(Stored data entries)
"""

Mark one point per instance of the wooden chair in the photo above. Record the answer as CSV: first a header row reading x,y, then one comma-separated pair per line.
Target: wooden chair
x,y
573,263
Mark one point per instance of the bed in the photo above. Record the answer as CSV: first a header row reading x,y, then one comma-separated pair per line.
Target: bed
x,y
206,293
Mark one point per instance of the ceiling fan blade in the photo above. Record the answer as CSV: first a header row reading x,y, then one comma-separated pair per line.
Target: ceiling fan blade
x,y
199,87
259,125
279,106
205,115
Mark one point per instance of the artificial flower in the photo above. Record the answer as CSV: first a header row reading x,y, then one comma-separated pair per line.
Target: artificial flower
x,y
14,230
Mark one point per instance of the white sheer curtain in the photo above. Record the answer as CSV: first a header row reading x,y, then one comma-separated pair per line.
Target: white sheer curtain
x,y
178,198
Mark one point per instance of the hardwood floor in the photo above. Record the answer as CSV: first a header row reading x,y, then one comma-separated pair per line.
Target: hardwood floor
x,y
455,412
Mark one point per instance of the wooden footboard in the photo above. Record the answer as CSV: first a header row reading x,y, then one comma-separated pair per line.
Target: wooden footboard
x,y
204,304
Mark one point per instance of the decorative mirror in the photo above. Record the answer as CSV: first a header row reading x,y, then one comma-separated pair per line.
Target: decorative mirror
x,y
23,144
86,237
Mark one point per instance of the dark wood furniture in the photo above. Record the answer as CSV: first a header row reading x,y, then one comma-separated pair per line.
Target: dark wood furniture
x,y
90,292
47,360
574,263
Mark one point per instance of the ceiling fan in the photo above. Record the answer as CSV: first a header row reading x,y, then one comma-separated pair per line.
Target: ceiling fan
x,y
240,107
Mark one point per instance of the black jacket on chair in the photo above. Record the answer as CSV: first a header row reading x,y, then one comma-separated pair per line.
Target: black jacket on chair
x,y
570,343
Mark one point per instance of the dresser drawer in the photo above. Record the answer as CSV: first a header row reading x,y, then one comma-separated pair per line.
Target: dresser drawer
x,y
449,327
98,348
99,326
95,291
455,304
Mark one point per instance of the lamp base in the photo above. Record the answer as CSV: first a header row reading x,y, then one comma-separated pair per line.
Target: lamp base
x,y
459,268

"""
"""

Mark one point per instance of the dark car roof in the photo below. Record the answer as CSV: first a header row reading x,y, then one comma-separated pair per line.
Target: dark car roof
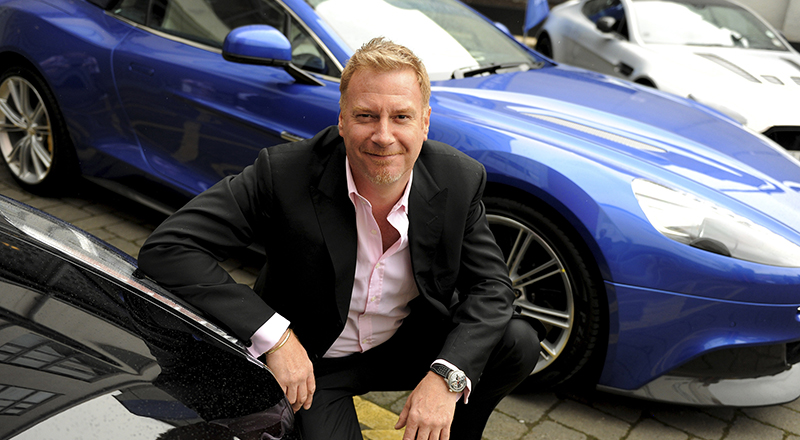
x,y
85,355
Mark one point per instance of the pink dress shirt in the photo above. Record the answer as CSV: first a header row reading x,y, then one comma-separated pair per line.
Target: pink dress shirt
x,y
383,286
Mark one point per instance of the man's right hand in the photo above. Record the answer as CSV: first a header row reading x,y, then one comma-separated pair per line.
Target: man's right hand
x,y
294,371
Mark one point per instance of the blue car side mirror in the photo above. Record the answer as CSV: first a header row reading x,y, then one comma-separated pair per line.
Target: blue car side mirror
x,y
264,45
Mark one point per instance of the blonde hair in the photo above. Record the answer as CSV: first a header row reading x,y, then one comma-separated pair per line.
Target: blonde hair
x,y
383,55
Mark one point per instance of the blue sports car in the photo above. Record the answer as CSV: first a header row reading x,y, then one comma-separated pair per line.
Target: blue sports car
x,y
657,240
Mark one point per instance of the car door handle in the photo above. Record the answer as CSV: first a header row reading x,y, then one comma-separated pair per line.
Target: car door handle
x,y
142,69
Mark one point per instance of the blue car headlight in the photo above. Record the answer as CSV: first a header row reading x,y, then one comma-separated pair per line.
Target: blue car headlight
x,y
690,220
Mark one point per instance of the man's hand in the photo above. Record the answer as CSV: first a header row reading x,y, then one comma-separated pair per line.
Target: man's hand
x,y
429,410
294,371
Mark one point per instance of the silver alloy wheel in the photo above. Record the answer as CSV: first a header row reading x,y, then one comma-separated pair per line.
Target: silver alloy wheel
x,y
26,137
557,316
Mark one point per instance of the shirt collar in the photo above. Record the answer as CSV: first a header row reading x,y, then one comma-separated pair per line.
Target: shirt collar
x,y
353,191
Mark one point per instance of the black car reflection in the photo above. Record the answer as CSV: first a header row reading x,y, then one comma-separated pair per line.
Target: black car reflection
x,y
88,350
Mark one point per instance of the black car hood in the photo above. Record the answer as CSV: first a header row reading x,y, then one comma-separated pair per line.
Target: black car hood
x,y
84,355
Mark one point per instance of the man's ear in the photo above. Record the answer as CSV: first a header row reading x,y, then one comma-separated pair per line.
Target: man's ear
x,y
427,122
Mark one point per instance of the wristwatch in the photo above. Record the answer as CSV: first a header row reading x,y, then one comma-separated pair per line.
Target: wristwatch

"""
"""

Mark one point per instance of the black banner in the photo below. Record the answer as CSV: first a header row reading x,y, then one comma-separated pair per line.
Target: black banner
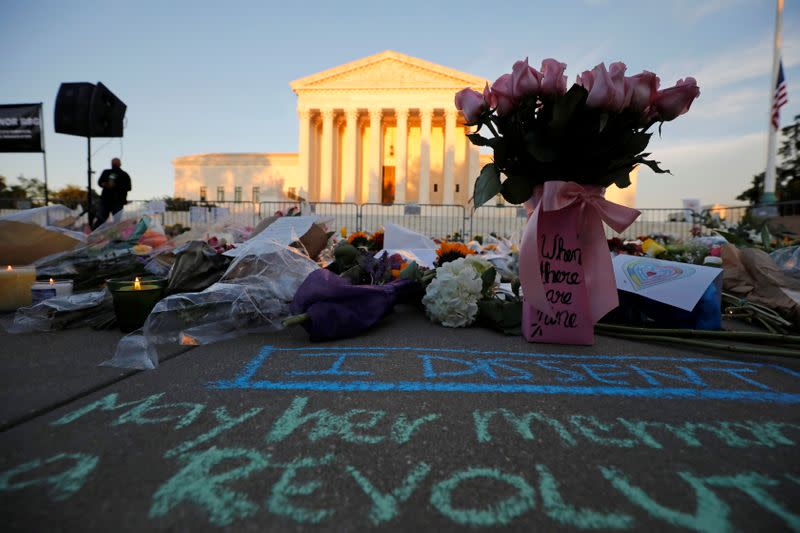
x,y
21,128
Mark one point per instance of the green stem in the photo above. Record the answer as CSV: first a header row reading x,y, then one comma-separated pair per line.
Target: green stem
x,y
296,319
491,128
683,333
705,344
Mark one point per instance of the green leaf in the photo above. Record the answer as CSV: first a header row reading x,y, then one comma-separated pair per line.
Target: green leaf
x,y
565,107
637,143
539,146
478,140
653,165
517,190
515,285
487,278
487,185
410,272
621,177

"""

## Task brief
Give only how many lines above hold "wristwatch".

## Result of this exercise
2